Watching Oscar learn to roll over and sit up and eat food is reminding me of Charlie at the same age--which is about when I started this blog. So I looked back to the beginning and found the post where I introduced Charlie. I was a little surprised that I wrote that I wished Charlie "looked like a regular kid."
1. He is a regular kid. Duh.
2. Did I really wish that? Because I like Charlie exactly how he is. But I do remember obsessing about the way his skull looked crushed, and you can't really see that anymore now that he has hair.
3. Won't he be really bummed out when he's old enough to read all of this? Why am I telling the Internet this? Am I a terrible, terrible mother?
Something happened recently that made me question things I'd thought I was pretty solid with.
I watched a segment of the Today show about a young couple in Arkansas who found out the baby they were expecting had Trisomy-18. Doctors told them their baby would die in childbirth or soon after. So these first-time parents delivered the baby, a boy named Eliot, and then showered him with a lifetime of love for the 99 days that he survived. They had a birthday party for him every day with hats and a sign, and they went for walks in the park and gave him baths and all that normal stuff. They did not complain. At least, not to the Internet.
I walked around in a daze for two days after I read their blog. (Heather N. and other moms of new babies--don't click through. You're too recently post-partum to be able to bear it. TRUST ME.)
I had a very early morning talk with Jeff about God and souls and what it means to be a parent and the four little balls of cells that started inside me and did not make it. And Jeff demonstrated his awesomeness once again. He may never get around to putting up the blinds and curtain rods that have been sitting in their shipping boxes in the basement for months, but if you are having an existential crisis, he is the one to call. If I could bottle his calm, I would brush my teeth with it, dab it behind my ears, and stir it into my tea every morning.
So what I'd like to say here now is, I am not a terrible, terrible mother. I was honest, because I wanted to feel less alone, and to help other parents of kids with craniofacial birth defects to understand that everything they are feeling is OK--you are not alone either. All parents have moments when they wish they could have a do-over--have a kid who wasn't so loud, or so sensitive, or so much bigger than other kids, or so much smaller, or for God's SAKE when is Summer going to stop sucking her fingers? Because I'm not sure I can live with her for one more day. And we all have moments when we actually shake with gratitude for the kids we have. Like when one of my old summer camp friends posted pictures on Facebook of her eight-year-old daughter going off to our same old camp, and the concept stopped me in my tracks for the second time in a week (after Eliot) as I thought about sending Summer to sleepaway camp and realized that there is absolutely no way I could live without her for an entire month, not now, not ever, because my insides would curl up like a dead bug trapped between the window and the storm glass.
Eliot's parents now have a healthy little girl. But they will never forget Eliot. And neither will I.

Exercise data:
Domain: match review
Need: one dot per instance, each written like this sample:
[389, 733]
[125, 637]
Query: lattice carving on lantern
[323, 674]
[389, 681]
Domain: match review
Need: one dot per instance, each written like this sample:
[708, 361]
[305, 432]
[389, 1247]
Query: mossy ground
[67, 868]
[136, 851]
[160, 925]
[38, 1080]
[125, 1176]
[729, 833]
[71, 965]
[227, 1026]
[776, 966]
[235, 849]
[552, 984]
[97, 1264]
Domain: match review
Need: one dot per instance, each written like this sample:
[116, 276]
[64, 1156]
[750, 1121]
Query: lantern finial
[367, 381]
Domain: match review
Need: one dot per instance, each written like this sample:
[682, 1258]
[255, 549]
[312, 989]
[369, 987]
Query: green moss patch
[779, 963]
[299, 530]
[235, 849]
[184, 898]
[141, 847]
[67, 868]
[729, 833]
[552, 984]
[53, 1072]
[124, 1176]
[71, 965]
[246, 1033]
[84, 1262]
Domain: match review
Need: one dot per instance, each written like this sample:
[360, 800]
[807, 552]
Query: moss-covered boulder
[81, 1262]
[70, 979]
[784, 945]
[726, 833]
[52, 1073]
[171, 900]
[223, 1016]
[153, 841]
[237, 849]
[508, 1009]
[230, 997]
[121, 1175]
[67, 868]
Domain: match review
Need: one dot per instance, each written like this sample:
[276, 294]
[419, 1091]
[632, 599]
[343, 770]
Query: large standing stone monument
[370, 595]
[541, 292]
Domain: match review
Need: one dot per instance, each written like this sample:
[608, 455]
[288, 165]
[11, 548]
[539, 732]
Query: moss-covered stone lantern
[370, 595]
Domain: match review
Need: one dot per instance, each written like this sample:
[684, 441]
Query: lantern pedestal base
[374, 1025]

Things to do:
a - Answer these questions about the blog post:
(i) What did the Arkansas couple learn their expected baby had?
(ii) For how many days did Eliot survive?
(iii) What has Jeff left in shipping boxes in the basement for months?
b - Rewrite the blog post starting at "I watched a" and ending at "it. TRUST ME.)", substituting "the garden" for "the park".

Exercise results:
a -
(i) Trisomy-18
(ii) 99 days
(iii) The blinds and curtain rods

b -
I watched a segment of the Today show about a young couple in Arkansas who found out the baby they were expecting had Trisomy-18. Doctors told them their baby would die in childbirth or soon after. So these first-time parents delivered the baby, a boy named Eliot, and then showered him with a lifetime of love for the 99 days that he survived. They had a birthday party for him every day with hats and a sign, and they went for walks in the garden and gave him baths and all that normal stuff. They did not complain. At least, not to the Internet.
I walked around in a daze for two days after I read their blog. (Heather N. and other moms of new babies--don't click through. You're too recently post-partum to be able to bear it. TRUST ME.)